• Exercise details: Please count how many lines in the data below contain the string "tulip" and reply with that number alone; case counts.

• Items:
[Begin]

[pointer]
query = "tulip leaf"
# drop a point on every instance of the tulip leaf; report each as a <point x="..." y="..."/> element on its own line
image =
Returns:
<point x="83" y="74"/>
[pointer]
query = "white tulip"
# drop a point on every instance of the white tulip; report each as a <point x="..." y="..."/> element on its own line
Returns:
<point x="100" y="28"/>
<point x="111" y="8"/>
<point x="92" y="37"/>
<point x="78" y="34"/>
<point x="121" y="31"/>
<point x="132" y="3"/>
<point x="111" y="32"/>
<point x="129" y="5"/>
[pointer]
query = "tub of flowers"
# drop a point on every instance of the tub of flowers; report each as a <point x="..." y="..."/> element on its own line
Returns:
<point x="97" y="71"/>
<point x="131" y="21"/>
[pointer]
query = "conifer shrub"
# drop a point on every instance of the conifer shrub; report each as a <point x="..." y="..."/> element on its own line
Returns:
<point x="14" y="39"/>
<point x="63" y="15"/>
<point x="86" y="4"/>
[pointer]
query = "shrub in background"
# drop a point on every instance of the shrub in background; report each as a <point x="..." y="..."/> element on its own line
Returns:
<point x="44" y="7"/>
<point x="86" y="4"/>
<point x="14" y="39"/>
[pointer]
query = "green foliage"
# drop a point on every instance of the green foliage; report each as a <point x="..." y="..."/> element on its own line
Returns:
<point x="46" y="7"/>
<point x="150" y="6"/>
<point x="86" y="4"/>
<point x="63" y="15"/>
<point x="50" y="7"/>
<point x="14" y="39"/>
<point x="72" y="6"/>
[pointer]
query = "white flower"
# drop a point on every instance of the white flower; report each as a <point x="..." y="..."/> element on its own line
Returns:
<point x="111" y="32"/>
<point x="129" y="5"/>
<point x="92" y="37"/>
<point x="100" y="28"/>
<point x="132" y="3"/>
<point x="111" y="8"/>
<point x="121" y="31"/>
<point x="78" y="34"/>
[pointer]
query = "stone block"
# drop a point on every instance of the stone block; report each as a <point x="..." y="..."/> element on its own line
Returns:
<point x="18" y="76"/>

[End]

• Answer for this exercise: 4